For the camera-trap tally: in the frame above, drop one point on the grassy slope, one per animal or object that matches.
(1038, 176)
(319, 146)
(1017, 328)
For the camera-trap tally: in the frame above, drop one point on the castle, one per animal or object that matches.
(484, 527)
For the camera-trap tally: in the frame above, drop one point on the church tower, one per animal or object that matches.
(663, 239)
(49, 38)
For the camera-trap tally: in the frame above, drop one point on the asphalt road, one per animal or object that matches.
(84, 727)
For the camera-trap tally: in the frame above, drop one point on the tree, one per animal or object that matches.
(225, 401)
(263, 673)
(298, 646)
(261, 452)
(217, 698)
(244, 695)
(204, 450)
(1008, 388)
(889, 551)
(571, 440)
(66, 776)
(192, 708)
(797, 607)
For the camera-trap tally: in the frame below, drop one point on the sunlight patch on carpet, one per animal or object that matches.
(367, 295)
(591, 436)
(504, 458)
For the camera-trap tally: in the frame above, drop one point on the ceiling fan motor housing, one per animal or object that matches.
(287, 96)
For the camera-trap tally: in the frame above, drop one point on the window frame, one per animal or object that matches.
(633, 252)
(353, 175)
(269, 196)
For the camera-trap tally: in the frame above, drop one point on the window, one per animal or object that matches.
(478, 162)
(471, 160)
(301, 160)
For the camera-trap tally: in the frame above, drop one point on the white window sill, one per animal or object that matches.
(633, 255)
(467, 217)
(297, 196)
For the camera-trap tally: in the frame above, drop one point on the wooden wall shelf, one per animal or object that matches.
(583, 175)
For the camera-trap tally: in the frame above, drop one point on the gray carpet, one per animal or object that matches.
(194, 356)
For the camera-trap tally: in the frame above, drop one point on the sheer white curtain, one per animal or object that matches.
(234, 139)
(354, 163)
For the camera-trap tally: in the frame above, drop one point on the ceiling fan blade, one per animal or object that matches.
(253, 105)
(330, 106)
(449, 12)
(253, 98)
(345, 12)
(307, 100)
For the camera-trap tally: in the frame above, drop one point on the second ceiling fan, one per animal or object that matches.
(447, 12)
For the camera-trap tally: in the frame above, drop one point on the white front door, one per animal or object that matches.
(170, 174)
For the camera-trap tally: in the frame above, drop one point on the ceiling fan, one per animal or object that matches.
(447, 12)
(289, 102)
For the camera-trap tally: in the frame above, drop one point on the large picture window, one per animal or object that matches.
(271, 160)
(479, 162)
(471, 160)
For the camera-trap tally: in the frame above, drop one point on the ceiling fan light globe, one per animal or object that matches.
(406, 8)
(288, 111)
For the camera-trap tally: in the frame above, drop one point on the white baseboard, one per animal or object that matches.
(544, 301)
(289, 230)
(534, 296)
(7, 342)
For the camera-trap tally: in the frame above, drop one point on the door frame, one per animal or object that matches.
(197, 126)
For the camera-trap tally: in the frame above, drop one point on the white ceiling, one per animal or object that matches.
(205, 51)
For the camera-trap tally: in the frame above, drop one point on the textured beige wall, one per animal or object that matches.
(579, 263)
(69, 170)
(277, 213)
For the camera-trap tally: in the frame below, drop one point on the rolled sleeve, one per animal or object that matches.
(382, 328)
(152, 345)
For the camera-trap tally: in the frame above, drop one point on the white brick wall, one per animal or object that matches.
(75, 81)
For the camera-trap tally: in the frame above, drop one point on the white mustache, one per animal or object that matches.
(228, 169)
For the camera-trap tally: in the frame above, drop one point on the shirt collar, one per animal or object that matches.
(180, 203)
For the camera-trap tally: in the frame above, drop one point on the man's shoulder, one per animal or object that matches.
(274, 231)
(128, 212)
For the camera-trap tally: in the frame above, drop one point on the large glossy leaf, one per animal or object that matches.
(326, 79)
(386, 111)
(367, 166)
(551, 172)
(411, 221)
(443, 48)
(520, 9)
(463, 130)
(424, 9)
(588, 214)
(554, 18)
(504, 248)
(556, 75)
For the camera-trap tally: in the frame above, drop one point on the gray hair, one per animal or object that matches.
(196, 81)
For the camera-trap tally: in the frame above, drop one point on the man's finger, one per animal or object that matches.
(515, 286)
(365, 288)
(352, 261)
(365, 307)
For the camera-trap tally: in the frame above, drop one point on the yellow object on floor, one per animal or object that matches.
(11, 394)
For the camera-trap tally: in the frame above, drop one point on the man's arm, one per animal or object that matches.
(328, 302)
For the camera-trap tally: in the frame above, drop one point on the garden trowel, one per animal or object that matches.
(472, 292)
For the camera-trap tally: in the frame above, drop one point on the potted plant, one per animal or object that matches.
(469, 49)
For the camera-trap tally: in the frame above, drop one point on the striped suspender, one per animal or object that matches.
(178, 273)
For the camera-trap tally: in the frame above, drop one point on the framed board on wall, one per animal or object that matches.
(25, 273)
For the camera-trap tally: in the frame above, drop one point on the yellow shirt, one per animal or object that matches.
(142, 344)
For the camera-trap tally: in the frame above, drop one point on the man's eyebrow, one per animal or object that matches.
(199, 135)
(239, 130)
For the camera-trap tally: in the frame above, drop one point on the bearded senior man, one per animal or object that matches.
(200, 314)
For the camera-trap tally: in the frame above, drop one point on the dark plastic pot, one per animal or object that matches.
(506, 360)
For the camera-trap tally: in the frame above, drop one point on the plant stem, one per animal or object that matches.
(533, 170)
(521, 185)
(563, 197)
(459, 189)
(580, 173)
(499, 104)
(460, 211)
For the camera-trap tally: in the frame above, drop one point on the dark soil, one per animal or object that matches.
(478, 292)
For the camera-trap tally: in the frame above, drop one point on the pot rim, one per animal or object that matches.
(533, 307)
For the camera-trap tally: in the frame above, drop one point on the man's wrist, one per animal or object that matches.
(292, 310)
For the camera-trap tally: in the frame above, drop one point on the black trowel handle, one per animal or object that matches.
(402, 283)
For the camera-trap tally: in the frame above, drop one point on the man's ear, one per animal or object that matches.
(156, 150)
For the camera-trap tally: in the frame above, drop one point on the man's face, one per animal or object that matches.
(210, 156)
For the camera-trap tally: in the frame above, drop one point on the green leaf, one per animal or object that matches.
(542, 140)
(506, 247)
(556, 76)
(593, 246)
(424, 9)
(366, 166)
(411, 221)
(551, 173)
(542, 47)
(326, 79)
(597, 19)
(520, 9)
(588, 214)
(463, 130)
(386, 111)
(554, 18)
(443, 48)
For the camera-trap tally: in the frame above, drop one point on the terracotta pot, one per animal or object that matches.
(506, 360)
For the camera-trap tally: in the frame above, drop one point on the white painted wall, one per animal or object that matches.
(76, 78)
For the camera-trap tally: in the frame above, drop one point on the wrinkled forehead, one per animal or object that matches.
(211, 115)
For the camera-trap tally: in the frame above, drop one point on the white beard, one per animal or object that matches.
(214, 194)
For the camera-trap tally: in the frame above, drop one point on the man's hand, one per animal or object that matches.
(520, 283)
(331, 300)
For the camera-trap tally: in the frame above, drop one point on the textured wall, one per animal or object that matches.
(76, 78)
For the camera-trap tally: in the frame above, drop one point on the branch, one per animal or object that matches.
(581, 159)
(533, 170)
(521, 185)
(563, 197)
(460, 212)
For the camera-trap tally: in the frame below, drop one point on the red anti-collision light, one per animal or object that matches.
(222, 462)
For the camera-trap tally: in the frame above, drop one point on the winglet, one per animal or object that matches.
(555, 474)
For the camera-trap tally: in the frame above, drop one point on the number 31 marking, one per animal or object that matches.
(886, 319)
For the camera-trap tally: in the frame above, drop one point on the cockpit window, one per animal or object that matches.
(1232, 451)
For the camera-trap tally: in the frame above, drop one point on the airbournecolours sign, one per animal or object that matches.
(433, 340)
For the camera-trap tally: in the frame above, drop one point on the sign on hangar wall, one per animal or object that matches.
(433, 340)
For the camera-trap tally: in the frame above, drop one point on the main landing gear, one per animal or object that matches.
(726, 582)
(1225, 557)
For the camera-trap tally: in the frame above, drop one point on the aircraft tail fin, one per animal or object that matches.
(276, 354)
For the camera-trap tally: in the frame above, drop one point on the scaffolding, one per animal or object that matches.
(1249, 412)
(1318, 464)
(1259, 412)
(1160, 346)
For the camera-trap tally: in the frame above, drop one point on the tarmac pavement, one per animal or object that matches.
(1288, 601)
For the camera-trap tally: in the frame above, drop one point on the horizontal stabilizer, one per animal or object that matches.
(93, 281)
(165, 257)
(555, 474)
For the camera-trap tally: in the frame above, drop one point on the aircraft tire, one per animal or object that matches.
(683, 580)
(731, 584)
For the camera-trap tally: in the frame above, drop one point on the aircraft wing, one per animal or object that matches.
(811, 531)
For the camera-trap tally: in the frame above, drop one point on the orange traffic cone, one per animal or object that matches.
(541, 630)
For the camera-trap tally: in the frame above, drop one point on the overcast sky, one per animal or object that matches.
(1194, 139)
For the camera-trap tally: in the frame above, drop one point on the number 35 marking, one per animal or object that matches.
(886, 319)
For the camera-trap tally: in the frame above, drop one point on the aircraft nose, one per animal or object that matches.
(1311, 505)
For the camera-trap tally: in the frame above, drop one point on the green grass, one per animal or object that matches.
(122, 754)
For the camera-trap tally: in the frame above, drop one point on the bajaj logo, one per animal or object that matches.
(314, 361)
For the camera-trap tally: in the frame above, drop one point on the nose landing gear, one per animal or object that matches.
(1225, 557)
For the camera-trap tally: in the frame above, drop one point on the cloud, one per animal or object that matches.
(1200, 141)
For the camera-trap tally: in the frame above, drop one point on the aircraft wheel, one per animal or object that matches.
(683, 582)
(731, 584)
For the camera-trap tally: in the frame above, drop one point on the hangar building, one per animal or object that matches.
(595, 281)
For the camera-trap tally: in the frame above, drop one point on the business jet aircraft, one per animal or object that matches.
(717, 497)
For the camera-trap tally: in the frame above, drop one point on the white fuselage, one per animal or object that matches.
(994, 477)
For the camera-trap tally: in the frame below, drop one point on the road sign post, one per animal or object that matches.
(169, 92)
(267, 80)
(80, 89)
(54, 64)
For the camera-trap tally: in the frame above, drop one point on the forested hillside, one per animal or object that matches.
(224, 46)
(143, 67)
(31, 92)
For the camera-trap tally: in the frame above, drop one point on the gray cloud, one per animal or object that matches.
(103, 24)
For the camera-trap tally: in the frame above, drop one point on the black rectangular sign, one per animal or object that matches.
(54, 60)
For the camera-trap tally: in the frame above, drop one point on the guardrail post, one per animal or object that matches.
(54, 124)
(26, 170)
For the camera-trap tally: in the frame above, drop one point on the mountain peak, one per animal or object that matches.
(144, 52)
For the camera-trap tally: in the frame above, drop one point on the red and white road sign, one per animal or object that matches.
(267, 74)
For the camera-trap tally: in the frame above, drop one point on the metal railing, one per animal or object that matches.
┄┄┄┄┄┄┄┄┄┄
| AIM |
For this exercise, please retype exactly the lines in the listing from the line with "wheel, one per animal or object that matches." through its last line, both ends included.

| RIGHT ANSWER |
For the camera-trap tally: in the frame above, drop one point on the aircraft wheel, one per animal or object that matches.
(683, 582)
(731, 584)
For the camera-trap tally: in the frame above, drop one point on the hangar building, one per animal or object that matches.
(595, 281)
For the camera-trap tally: in the frame above, drop one point on the business jet aircraft, one per animal or object that matches.
(717, 497)
For the camera-trap tally: in the frame above, drop one point on the white fuselage, one per animal or object that matches.
(994, 477)
For the camera-trap tally: in the frame below, drop one point on the road sign post, one per animal or object that matches.
(169, 92)
(267, 80)
(80, 89)
(54, 64)
For the camera-trap tally: in the frame above, drop one point on the forested hillside, one per animal or object that matches.
(224, 46)
(143, 67)
(31, 92)
For the camera-trap tally: in the frame above, drop one point on the gray cloud, one per animal or object that matches.
(103, 24)
For the camera-trap tally: in the frame above, drop one point on the black rectangular sign, one per animal or object that matches.
(54, 60)
For the camera-trap tally: in the frame above, drop one point on the guardrail post, one per animal or object that matches.
(54, 124)
(26, 170)
For the camera-trap tally: in the frame above, drop one point on the mountain peak, one per animal or object that matches.
(144, 52)
For the camera-trap tally: in the frame above, drop one point on the red and white road sign, one per animal or object that matches.
(267, 74)
For the camera-trap tally: in the frame above, drop one point on the metal railing, one per animal or object that matches.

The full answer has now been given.